§ **WHAT IS EXPECTED**
Pick out every line of the data below that contains the string "snow", and copy each such line in full.

§ **EXERCISE MATERIAL**
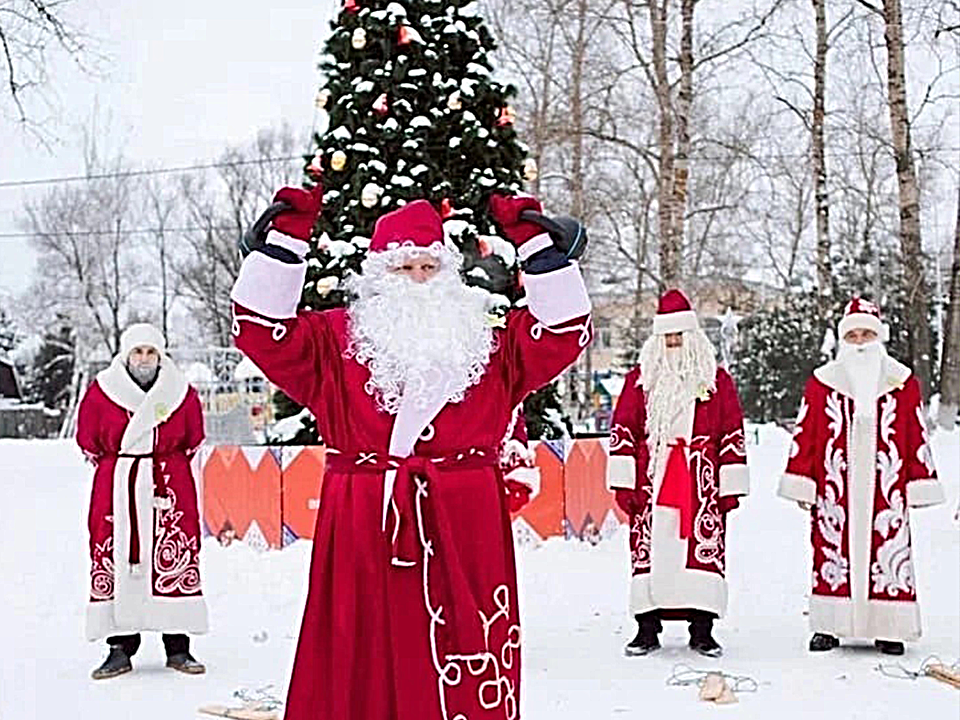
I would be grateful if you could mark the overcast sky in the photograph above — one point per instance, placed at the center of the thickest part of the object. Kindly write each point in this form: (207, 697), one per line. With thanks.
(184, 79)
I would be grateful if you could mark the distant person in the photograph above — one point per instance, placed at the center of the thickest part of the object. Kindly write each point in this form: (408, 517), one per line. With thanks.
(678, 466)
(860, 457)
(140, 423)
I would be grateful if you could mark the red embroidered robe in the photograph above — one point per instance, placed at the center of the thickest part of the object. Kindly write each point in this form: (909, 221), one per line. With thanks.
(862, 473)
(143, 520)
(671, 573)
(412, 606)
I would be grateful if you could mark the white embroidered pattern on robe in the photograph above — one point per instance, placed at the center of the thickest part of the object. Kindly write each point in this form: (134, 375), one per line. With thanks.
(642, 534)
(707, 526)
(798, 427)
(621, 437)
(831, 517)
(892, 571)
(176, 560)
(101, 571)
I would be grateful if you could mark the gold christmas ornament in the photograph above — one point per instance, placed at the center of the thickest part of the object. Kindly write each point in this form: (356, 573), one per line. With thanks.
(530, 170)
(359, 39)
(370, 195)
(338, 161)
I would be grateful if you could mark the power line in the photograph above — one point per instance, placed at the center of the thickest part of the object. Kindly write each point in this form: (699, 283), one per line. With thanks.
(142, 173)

...

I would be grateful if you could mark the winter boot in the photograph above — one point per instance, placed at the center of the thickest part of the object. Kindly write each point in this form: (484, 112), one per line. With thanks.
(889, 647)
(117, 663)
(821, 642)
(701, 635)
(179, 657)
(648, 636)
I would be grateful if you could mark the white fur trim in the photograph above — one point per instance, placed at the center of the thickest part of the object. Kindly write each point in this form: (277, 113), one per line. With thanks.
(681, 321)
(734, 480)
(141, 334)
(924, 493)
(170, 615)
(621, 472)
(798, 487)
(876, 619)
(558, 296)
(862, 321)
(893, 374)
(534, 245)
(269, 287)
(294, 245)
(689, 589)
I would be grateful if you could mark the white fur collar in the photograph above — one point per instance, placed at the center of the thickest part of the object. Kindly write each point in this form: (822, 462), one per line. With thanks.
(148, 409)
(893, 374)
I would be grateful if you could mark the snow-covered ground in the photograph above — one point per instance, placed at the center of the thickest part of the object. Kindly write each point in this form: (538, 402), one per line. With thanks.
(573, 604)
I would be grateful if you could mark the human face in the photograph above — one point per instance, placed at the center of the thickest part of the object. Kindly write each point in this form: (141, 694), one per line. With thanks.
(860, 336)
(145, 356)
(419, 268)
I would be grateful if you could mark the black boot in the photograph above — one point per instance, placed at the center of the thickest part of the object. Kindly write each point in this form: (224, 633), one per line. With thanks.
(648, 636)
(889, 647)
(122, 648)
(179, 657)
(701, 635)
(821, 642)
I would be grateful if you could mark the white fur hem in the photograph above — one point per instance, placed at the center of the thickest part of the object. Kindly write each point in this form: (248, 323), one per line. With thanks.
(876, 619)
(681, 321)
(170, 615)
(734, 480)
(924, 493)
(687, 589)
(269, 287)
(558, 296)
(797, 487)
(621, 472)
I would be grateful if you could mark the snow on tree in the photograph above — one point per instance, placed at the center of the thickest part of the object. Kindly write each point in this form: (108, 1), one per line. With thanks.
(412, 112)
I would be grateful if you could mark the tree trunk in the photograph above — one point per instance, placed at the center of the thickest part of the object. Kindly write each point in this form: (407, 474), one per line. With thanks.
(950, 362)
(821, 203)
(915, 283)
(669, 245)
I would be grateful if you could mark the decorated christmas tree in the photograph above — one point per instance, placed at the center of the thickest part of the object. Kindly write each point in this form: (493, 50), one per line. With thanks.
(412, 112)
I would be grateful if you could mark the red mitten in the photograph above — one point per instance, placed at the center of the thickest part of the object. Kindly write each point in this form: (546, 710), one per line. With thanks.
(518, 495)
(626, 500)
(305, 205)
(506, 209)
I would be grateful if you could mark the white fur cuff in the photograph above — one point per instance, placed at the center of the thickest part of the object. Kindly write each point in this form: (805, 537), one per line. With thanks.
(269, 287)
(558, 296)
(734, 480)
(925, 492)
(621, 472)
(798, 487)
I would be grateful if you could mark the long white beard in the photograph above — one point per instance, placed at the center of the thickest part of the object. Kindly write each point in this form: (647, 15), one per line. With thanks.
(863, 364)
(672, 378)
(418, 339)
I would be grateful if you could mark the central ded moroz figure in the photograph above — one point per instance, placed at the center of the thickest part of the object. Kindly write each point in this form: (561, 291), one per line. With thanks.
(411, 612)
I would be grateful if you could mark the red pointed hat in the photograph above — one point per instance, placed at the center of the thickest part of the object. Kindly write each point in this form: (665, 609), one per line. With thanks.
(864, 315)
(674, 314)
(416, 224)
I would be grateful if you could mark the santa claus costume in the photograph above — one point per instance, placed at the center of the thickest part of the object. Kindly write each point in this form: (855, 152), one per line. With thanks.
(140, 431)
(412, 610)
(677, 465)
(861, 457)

§ **TASK OUTPUT**
I would be grateful if you could mark the snow-covered ground in the photograph above — one point per instance, placed at the center of the thickest part of the object. Kindly write each point in this form: (538, 402), one per line. With thanks.
I would be grateful if you could mark the snow on tree in the photograph above — one point per instance, placed at the center of the thickest part of the object. Kindly write each point in this form: (108, 1), one per line. With thanks.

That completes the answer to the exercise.